* **DO THIS**:
Rewrite every row below, swapping each occurrence of "sample output showing the layout" for "reference output showing the format" and keeping everything else the same. Leave the pictures out of your output.

* **RECORDED INFORMATION**:
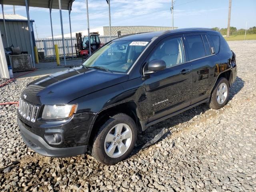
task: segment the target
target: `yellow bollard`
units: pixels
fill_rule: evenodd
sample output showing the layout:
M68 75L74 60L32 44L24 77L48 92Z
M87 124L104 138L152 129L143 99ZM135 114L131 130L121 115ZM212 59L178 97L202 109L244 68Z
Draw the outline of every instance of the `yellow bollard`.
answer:
M35 60L36 63L39 63L39 60L38 59L38 53L37 52L37 47L36 46L34 47L34 51L35 52Z
M57 62L57 66L60 65L60 56L59 55L59 50L58 48L58 45L54 45L55 49L55 54L56 55L56 61Z

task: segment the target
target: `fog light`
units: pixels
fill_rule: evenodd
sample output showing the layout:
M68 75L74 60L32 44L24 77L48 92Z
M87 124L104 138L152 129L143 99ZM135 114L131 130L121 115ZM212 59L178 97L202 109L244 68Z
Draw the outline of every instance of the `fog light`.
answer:
M59 133L44 134L44 138L50 144L59 144L62 140L61 134Z

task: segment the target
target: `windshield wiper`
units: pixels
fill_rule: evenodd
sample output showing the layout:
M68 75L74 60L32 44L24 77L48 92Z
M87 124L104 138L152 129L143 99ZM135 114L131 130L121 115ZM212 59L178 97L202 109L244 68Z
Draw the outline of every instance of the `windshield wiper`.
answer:
M92 68L93 69L98 69L99 70L102 70L103 71L106 71L107 72L109 72L111 73L113 73L111 71L109 70L108 69L103 67L100 67L99 66L84 66L86 68Z

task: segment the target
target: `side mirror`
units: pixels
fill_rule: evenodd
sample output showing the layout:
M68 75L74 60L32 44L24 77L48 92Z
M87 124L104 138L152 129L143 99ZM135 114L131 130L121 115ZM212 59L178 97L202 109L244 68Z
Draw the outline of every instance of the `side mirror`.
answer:
M148 65L148 71L144 72L144 74L149 74L156 71L165 69L166 64L165 62L161 59L155 59L150 62Z

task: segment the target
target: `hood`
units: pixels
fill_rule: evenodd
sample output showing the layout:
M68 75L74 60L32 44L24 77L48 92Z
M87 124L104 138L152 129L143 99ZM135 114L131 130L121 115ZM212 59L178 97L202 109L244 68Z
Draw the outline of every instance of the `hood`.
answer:
M78 67L37 79L29 84L21 96L36 104L66 104L79 97L127 80L127 74Z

* **THE RESPONSE**:
task: segment the target
target: `yellow bollard`
units: pixels
fill_rule: evenodd
reference output showing the format:
M68 75L74 60L32 44L24 77L48 92Z
M87 124L104 138L152 129L143 99ZM135 114L131 130L121 115ZM212 59L178 97L202 109L244 68Z
Draw the outline of every instance of the `yellow bollard`.
answer:
M35 60L36 63L39 63L39 60L38 59L38 53L37 52L37 47L36 46L34 47L34 51L35 52Z
M57 62L57 66L60 65L60 56L59 55L59 50L58 48L58 45L54 45L55 49L55 54L56 55L56 61Z

task: segment the target
target: `fog light`
units: pixels
fill_rule: evenodd
reference output showing the format:
M68 75L74 60L32 44L24 77L48 92Z
M87 124L104 138L152 129L143 99ZM135 114L131 130L121 115ZM212 59L178 97L202 109L244 68Z
Draw the outline of every instance of the `fog light`.
answer:
M59 133L44 134L44 138L50 144L59 144L62 140L61 134Z

task: segment the target
target: `windshield wiper`
units: pixels
fill_rule: evenodd
reference output showing the format:
M68 75L74 60L32 44L24 77L48 92Z
M87 124L104 138L152 129L143 99ZM135 114L131 130L121 115ZM212 59L178 97L202 109L244 68Z
Draw the outline of every instance of the `windshield wiper`.
answer:
M92 68L93 69L98 69L99 70L102 70L103 71L106 71L107 72L109 72L111 73L113 73L111 71L109 70L108 69L103 67L100 67L99 66L84 66L86 68Z

task: segment the target
target: `side mirror`
units: pixels
fill_rule: evenodd
reference output showing the format:
M68 75L74 60L32 44L24 77L48 92Z
M87 124L104 138L152 129L143 99ZM135 114L131 130L121 115ZM212 59L178 97L202 109L244 68Z
Draw the outline of every instance of the `side mirror`.
answer:
M148 65L148 71L144 72L144 74L149 74L156 71L165 69L166 64L165 62L161 59L155 59L150 62Z

task: segment the target
target: `hood`
units: pixels
fill_rule: evenodd
reference output showing the format:
M68 75L74 60L32 44L24 77L48 92Z
M87 124L104 138L152 129L143 99ZM135 114L131 130L121 115ZM212 59L178 97L202 109L244 68Z
Draw the outline of every instance of the `hood`.
answer:
M78 67L37 79L29 84L21 96L36 104L66 104L79 97L127 80L127 74Z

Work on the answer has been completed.